REQUIRED WORK → Starting at the row that contains "Task: point to every instance of the sky." and ending at the last of the rows below, rewrite every line in full. Multiply each x and y coordinate in the answers by 0.35, round to the nearest whole number with halves rounded up, and leave the pictures out.

ITEMS →
#####

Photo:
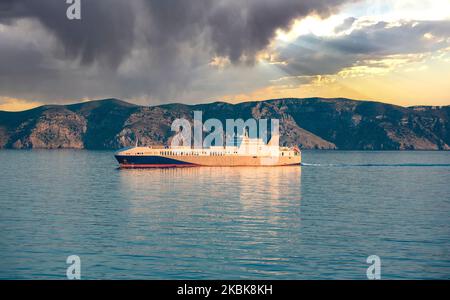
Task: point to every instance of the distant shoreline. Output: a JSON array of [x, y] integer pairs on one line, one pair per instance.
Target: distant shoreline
[[309, 123]]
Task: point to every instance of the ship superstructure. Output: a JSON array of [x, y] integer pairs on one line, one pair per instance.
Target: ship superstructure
[[246, 152]]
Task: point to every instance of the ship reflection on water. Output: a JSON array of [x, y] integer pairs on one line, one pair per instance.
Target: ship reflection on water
[[216, 221], [249, 187]]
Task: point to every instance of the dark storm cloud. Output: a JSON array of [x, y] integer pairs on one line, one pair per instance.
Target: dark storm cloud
[[314, 55], [105, 33], [149, 48]]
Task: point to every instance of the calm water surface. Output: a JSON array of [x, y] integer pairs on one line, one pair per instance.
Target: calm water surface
[[318, 221]]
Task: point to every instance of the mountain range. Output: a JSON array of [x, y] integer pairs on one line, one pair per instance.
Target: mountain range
[[311, 123]]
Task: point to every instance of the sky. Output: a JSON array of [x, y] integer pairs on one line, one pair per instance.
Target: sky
[[151, 52]]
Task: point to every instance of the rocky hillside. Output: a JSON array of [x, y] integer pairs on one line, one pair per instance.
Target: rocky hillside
[[312, 123]]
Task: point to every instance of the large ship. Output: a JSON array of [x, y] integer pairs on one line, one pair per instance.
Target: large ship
[[246, 152]]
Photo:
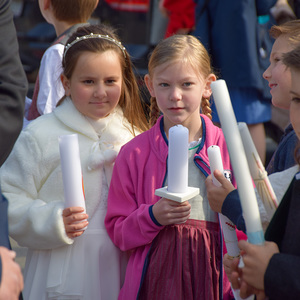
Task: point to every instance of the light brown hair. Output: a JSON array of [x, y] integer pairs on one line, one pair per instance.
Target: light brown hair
[[185, 48], [292, 60], [73, 11], [129, 101], [290, 29]]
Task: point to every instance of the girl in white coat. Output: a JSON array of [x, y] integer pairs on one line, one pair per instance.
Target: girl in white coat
[[102, 106]]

#####

OUTPUT BELOW →
Task: point to every instance of the sky. Output: a JSON array of [x, y] integer pairs on one line, one pair per instance.
Target: sky
[[53, 18]]
Task: point to every instance of the rocky hillside. Output: a JSON array of [x, y] integer pairs on one line, one pair per instance.
Target: rocky hillside
[[109, 43]]
Task: point to every instance of the large ship. Output: a JSON array of [x, y] integer pairs on one line, one pair per instance.
Target: large ship
[[86, 53]]
Photo:
Task: point to every instance of the light brown hair. Output: a JSON array of [x, y] integer pairs on one line, one pair per instance.
Target: light brown hair
[[65, 17], [102, 21], [26, 4], [45, 35], [102, 10]]
Task: point to every instance of the girl in white coat. Output: a JSON array of [x, y] integer pairs on one line, one pair per instance.
Target: girl in white coat
[[36, 37]]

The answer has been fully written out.